───── Records supplied ─────

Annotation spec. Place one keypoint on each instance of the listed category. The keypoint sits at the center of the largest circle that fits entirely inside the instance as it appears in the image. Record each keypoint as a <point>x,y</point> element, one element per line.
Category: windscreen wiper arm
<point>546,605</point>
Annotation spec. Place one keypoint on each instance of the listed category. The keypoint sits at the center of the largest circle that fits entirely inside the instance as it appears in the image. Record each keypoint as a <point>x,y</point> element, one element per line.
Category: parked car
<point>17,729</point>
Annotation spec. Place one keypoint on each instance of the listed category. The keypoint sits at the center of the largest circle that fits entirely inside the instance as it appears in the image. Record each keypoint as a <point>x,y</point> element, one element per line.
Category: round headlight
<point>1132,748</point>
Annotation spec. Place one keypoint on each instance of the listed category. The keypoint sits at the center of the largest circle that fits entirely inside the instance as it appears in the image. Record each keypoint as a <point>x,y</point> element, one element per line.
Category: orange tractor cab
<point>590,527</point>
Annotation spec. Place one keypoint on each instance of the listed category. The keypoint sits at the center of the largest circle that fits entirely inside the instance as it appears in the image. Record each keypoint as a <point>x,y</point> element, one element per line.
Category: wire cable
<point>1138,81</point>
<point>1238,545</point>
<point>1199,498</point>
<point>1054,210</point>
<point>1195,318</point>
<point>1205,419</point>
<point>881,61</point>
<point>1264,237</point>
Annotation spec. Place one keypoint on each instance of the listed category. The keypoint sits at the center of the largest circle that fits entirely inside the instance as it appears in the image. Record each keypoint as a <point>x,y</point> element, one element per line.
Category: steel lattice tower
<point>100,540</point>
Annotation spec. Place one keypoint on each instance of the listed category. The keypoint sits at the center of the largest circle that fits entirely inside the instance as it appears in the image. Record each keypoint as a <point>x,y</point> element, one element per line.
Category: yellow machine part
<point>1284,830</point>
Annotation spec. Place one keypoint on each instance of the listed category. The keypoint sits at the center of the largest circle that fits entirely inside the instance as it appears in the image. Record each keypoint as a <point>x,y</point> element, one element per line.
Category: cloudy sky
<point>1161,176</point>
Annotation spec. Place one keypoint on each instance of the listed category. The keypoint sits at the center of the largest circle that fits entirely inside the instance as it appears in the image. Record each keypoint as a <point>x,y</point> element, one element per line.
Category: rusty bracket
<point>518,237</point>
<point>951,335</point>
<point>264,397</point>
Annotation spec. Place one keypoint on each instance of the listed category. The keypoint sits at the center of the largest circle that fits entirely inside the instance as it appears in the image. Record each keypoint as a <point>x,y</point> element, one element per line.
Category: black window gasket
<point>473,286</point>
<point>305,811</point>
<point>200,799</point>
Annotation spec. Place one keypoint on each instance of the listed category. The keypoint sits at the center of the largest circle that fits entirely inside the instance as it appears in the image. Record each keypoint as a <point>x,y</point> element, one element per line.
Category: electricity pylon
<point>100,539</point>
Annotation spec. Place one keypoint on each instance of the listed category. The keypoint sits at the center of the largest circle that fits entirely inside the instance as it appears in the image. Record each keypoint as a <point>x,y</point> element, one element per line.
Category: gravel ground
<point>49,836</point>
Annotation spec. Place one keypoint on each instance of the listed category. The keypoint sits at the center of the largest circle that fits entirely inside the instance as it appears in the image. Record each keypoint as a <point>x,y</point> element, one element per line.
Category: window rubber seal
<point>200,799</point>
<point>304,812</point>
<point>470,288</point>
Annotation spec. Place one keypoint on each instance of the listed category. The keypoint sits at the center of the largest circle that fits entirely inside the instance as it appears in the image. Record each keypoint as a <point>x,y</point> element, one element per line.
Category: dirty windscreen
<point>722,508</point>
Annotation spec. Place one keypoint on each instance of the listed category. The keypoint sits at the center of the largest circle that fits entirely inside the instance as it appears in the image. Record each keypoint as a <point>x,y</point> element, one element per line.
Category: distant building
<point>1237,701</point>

─────

■ Problem requirements: Exactly and only the lines from the line containing "Category: black window gasket" through the last line of the entries should be copied, both ends included.

■ Task response:
Category: black window gasket
<point>473,286</point>
<point>305,811</point>
<point>200,799</point>
Annotation spec. Place one keypoint on each instance of the listed category. The keypoint sits at the center of the largest circle that fits entirely inside the instance as it appears in the image. Record each keypoint as a <point>x,y</point> element, one element per line.
Category: electricity pylon
<point>100,539</point>
Annotation spec. Place one keypoint on each instance of the listed category. The keypoint sits at the center of the largest circle that fits entirely inside the instance as it appears in the image. Record each keypoint as a <point>x,y</point> element, one element per line.
Category: gravel ground
<point>49,836</point>
Annotation spec. Place one keypoint on each instance of the listed category. The keypoint sits at the center of the largest circle that fits entirely inside the instance as it appears in the image. Record each keypoint as a <point>x,y</point> element, one element per line.
Category: window rubber seal
<point>200,799</point>
<point>304,812</point>
<point>470,288</point>
Annotation spec. Place one keypoint on each instance of the listed category. The keypoint sits at the center of the largest circle that fits entirely inside the instance as it appears in the image. Record each keypoint as a <point>x,y</point> element, one element per line.
Category: dirty windscreen
<point>722,508</point>
Annotation spec. Place one keypoint on each instance of the listed category. The keypoint sits at the center of the largest circle that fits entirely inside the instance as it appears in the image. Record each keypoint as a <point>x,y</point> element, one element per line.
Category: distant building
<point>1237,701</point>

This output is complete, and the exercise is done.